WHAT TO WORK ON:
Please reproduce the listing below, switching every "outline" to "trace" and leaving everything else as it is.
════════
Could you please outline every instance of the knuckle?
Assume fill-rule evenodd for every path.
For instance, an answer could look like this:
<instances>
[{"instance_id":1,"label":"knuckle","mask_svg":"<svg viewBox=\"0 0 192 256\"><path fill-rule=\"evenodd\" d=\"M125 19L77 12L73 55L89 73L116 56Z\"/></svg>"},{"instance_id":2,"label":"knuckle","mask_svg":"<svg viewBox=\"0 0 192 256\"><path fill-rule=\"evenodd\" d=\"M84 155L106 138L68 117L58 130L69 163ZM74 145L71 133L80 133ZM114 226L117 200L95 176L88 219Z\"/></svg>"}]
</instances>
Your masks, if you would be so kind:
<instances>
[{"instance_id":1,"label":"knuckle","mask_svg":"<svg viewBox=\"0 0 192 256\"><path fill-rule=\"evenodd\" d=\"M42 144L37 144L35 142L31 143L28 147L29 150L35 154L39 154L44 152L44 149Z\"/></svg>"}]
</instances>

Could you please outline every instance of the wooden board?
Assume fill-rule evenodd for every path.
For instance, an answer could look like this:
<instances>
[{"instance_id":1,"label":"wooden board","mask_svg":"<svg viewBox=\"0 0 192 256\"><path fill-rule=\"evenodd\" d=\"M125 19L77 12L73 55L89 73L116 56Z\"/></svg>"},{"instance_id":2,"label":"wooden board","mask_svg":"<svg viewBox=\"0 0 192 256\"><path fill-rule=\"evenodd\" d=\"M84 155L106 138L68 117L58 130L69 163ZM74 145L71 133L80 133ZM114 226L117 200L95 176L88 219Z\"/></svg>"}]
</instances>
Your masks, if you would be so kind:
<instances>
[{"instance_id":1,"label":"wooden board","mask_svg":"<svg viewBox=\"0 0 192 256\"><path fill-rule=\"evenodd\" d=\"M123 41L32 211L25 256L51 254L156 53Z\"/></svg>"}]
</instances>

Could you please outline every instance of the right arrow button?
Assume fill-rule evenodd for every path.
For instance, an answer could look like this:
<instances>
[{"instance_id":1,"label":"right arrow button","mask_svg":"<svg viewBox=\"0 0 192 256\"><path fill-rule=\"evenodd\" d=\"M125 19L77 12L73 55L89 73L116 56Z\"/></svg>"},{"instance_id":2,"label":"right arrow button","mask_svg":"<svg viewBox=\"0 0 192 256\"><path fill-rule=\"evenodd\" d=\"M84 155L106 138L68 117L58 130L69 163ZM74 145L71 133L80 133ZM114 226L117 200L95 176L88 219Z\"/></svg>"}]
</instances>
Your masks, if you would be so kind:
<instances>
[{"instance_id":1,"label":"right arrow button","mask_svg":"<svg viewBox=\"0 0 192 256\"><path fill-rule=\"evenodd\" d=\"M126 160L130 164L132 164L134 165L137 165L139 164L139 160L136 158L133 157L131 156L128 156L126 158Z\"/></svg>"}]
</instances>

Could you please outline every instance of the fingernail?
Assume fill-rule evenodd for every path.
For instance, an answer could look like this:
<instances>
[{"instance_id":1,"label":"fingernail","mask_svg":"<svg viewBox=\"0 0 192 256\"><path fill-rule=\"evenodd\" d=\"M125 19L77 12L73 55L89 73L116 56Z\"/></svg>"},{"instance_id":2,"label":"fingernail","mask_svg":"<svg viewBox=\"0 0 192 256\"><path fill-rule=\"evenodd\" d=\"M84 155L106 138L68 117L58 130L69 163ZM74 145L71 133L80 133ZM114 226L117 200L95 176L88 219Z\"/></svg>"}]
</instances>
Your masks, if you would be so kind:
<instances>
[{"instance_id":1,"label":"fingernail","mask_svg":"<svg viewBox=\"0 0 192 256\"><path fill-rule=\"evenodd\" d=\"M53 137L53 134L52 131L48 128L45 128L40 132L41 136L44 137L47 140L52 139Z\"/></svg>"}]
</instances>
════════
THE RESULT:
Could you please trace every instance of the knuckle?
Assume fill-rule evenodd for every path.
For instance, an answer could look like this:
<instances>
[{"instance_id":1,"label":"knuckle","mask_svg":"<svg viewBox=\"0 0 192 256\"><path fill-rule=\"evenodd\" d=\"M125 19L77 12L73 55L89 73L116 56Z\"/></svg>"},{"instance_id":2,"label":"knuckle","mask_svg":"<svg viewBox=\"0 0 192 256\"><path fill-rule=\"evenodd\" d=\"M84 155L106 138L68 117L58 130L69 163ZM74 145L71 133L80 133ZM114 226L117 200L95 176L88 219Z\"/></svg>"}]
</instances>
Your masks, if you would be so kind:
<instances>
[{"instance_id":1,"label":"knuckle","mask_svg":"<svg viewBox=\"0 0 192 256\"><path fill-rule=\"evenodd\" d=\"M42 144L37 144L35 142L31 143L28 147L29 150L35 154L39 154L44 152L44 149Z\"/></svg>"}]
</instances>

Could you please trace every instance of the wooden board?
Assume fill-rule evenodd for every path.
For instance, an answer could look like this:
<instances>
[{"instance_id":1,"label":"wooden board","mask_svg":"<svg viewBox=\"0 0 192 256\"><path fill-rule=\"evenodd\" d=\"M125 19L77 12L73 55L89 73L116 56Z\"/></svg>"},{"instance_id":2,"label":"wooden board","mask_svg":"<svg viewBox=\"0 0 192 256\"><path fill-rule=\"evenodd\" d=\"M84 155L106 138L68 117L58 130L69 163ZM74 145L71 133L80 133ZM114 226L117 200L95 176L88 219Z\"/></svg>"}]
</instances>
Your masks, if you would be so kind:
<instances>
[{"instance_id":1,"label":"wooden board","mask_svg":"<svg viewBox=\"0 0 192 256\"><path fill-rule=\"evenodd\" d=\"M123 41L32 211L25 256L51 254L156 53Z\"/></svg>"}]
</instances>

Could you please trace every instance of the right arrow button?
Assume fill-rule evenodd for every path.
For instance, an answer could look like this:
<instances>
[{"instance_id":1,"label":"right arrow button","mask_svg":"<svg viewBox=\"0 0 192 256\"><path fill-rule=\"evenodd\" d=\"M125 19L77 12L73 55L89 73L116 56Z\"/></svg>"},{"instance_id":2,"label":"right arrow button","mask_svg":"<svg viewBox=\"0 0 192 256\"><path fill-rule=\"evenodd\" d=\"M84 155L106 138L68 117L58 130L69 163ZM74 145L71 133L80 133ZM114 226L117 200L95 176L88 219Z\"/></svg>"}]
</instances>
Your masks, if you would be so kind:
<instances>
[{"instance_id":1,"label":"right arrow button","mask_svg":"<svg viewBox=\"0 0 192 256\"><path fill-rule=\"evenodd\" d=\"M126 160L130 164L132 164L134 165L137 165L139 164L139 160L136 158L133 157L131 156L128 156L126 158Z\"/></svg>"}]
</instances>

Could you please trace every instance of the fingernail?
Assume fill-rule evenodd for every path.
For instance, an answer could look like this:
<instances>
[{"instance_id":1,"label":"fingernail","mask_svg":"<svg viewBox=\"0 0 192 256\"><path fill-rule=\"evenodd\" d=\"M125 19L77 12L73 55L89 73L116 56Z\"/></svg>"},{"instance_id":2,"label":"fingernail","mask_svg":"<svg viewBox=\"0 0 192 256\"><path fill-rule=\"evenodd\" d=\"M84 155L106 138L68 117L58 130L69 163ZM74 145L71 133L80 133ZM114 226L117 200L95 176L88 219Z\"/></svg>"}]
</instances>
Your masks, if you would be so kind:
<instances>
[{"instance_id":1,"label":"fingernail","mask_svg":"<svg viewBox=\"0 0 192 256\"><path fill-rule=\"evenodd\" d=\"M53 137L53 134L52 131L48 128L45 128L40 132L41 136L44 137L47 140L52 139Z\"/></svg>"}]
</instances>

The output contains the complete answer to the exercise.